What to do → Put the data from the line containing "like x=219 y=115." through the end of the data into a Markdown table with two columns, Row and Line, where Row holds a running number and Line holds that line's text. Both ends are included, and blank lines are left out.

◇ ◇ ◇ ◇ ◇ ◇ ◇

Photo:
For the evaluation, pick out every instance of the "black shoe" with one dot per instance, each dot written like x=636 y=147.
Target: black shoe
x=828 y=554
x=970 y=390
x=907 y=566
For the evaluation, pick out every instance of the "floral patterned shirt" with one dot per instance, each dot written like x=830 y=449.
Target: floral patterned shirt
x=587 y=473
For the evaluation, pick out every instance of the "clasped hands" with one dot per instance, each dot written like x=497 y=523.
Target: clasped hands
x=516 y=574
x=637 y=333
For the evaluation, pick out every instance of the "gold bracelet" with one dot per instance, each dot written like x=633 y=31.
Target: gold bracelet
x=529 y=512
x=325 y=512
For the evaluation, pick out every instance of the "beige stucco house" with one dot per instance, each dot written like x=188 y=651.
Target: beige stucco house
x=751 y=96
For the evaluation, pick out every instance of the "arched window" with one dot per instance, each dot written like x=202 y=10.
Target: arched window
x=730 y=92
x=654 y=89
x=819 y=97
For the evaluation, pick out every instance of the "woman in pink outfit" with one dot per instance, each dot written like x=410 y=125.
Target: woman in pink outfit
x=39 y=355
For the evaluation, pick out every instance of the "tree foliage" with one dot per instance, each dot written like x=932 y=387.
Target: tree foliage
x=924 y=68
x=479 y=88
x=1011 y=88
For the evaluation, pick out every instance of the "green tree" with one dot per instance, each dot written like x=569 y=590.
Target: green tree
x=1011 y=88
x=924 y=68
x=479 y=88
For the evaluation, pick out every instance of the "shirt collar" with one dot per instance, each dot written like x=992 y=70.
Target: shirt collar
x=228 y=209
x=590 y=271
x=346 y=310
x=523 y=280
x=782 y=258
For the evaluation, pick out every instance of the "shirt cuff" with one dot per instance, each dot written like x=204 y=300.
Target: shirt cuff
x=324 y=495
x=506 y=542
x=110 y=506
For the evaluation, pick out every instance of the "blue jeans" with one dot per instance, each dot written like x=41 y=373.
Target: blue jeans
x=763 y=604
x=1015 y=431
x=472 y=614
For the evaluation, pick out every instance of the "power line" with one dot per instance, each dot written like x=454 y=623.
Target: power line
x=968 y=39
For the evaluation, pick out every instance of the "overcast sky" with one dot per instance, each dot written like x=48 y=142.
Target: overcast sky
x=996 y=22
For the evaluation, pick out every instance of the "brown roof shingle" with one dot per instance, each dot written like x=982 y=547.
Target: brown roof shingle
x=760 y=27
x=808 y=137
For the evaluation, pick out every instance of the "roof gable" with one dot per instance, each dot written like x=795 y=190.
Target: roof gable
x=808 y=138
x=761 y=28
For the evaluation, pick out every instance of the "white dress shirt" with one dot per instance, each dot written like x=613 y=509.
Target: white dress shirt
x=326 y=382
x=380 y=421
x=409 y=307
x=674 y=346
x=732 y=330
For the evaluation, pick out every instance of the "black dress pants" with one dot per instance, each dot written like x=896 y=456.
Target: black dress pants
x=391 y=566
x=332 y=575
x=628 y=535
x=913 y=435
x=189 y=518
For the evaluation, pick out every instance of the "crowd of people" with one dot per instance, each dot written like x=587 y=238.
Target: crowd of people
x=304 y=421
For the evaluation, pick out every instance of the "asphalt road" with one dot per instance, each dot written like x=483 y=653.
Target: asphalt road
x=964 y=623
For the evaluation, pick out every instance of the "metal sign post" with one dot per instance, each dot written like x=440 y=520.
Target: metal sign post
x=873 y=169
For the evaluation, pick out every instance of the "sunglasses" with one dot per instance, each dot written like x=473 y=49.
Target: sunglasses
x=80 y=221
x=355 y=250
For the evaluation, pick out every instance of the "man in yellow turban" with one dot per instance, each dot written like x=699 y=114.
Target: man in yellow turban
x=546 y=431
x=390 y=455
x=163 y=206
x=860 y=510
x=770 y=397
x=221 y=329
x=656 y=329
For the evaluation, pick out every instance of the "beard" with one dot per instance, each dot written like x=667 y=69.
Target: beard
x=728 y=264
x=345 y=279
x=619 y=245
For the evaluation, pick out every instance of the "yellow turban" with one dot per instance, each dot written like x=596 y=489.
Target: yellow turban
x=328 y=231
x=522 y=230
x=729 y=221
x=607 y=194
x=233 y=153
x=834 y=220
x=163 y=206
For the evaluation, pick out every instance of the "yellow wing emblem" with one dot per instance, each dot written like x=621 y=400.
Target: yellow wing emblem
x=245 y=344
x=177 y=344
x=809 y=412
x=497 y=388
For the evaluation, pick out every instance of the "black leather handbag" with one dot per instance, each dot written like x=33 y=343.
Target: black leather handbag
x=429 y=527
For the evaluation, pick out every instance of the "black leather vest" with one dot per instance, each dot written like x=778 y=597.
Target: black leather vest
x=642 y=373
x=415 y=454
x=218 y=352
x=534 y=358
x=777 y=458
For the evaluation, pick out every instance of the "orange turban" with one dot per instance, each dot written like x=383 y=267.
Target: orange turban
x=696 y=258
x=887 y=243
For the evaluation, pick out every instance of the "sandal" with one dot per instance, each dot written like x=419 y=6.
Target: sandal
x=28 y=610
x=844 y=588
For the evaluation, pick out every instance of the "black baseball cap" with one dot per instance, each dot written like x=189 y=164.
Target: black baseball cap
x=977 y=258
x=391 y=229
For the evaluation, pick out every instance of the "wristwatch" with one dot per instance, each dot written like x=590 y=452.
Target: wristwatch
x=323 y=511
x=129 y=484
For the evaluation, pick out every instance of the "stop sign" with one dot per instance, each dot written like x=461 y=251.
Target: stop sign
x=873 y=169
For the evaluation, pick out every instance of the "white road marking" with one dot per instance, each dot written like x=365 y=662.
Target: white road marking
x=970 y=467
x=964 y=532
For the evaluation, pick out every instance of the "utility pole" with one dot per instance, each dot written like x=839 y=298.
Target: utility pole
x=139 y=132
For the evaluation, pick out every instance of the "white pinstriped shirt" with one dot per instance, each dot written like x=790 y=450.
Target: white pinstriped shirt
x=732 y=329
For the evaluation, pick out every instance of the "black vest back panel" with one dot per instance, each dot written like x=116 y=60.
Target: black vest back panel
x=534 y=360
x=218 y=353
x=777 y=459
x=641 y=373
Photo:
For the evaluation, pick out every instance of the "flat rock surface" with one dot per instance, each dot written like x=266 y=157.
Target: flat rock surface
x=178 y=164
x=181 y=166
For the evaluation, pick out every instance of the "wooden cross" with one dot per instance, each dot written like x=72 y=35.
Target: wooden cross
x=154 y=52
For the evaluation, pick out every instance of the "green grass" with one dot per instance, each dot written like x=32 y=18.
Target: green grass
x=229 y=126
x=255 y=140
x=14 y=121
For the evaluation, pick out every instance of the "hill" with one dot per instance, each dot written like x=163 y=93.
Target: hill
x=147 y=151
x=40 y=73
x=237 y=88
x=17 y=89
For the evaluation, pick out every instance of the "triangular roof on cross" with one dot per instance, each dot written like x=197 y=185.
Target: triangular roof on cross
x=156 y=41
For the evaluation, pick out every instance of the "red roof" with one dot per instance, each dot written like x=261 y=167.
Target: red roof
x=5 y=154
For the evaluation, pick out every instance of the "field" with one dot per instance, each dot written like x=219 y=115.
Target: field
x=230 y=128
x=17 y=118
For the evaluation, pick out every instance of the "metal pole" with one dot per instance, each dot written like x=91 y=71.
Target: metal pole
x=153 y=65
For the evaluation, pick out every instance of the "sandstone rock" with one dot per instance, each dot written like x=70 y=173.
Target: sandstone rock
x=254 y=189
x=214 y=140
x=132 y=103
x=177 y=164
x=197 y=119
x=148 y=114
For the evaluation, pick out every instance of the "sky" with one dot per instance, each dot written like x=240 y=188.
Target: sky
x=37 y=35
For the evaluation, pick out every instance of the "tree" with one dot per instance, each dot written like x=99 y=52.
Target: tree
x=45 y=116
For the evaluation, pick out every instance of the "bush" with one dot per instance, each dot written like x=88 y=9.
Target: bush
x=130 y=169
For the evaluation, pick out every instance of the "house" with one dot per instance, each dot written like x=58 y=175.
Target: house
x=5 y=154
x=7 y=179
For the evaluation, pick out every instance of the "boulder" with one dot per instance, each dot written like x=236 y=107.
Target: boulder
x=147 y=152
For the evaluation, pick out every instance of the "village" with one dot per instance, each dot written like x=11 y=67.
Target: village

◇ ◇ ◇ ◇ ◇ ◇ ◇

Result for this exercise →
| Row | Line |
|---|---|
| 1 | For the evaluation, pick out every instance of the "field" with one dot per instance, each dot written like x=219 y=115. |
| 2 | Target: field |
| 3 | x=230 y=128 |
| 4 | x=17 y=118 |
| 5 | For the evaluation, pick out every instance of the "metal pole" with one dot per instance, each dot written like x=91 y=71. |
| 6 | Target: metal pole |
| 7 | x=153 y=65 |
| 8 | For the evaluation, pick out every instance of the "sandstone rock" with one dot per instance, each dot written like x=70 y=173. |
| 9 | Target: sandstone rock |
| 10 | x=254 y=189 |
| 11 | x=214 y=140 |
| 12 | x=132 y=103 |
| 13 | x=177 y=164 |
| 14 | x=197 y=119 |
| 15 | x=148 y=114 |
| 16 | For the evaluation, pick out every instance of the "sky" with one dot per instance, each dot written like x=240 y=188. |
| 17 | Target: sky |
| 18 | x=37 y=35 |
| 19 | For the evaluation, pick out every instance of the "tree" with one dot per instance, each dot written like x=99 y=52. |
| 20 | Target: tree |
| 21 | x=45 y=116 |
| 22 | For the evaluation, pick out every instance of the "bush" with one dot per instance, each dot written like x=88 y=9. |
| 23 | Target: bush |
| 24 | x=130 y=169 |
| 25 | For the evaluation, pick out every instance of the "house" with one dot per instance, each dot written like x=58 y=175. |
| 26 | Target: house |
| 27 | x=5 y=154 |
| 28 | x=7 y=179 |
| 29 | For the evaluation, pick out every instance of the "boulder" with one dot per instance, each dot written like x=236 y=107. |
| 30 | Target: boulder |
| 31 | x=147 y=152 |
| 32 | For the evaluation, pick out every instance of the "village" with one dot per instance, each dot written like x=11 y=67. |
| 33 | Target: village |